EXERCISE:
Give these lines as a JSON list of strings, one string per line, leaving out blank lines.

DATA IN THIS EXERCISE:

----------------

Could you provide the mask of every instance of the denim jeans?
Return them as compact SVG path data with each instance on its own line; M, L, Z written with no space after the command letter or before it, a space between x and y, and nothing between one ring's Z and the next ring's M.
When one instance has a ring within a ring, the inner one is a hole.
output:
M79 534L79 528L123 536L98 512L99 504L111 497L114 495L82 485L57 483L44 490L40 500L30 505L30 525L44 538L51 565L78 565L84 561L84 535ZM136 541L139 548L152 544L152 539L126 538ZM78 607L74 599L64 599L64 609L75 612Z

----------------

FINISHED EXERCISE:
[
  "Could you provide the mask of every instance of the denim jeans?",
  "Return them as compact SVG path data with each instance on its own line; M, L, Z written with no space after the command letter or before it, a space between x and y, and nothing between one ring's Z and the next ring's M.",
  "When one instance has a ring within a ring, the inner one is a hole.",
  "output:",
  "M79 534L79 528L123 536L98 512L99 504L111 497L114 495L82 485L57 483L44 490L40 500L30 505L30 525L44 538L51 565L78 565L84 561L84 535ZM136 541L139 548L152 544L152 539L126 538ZM78 607L74 599L64 599L64 609L75 612Z"
]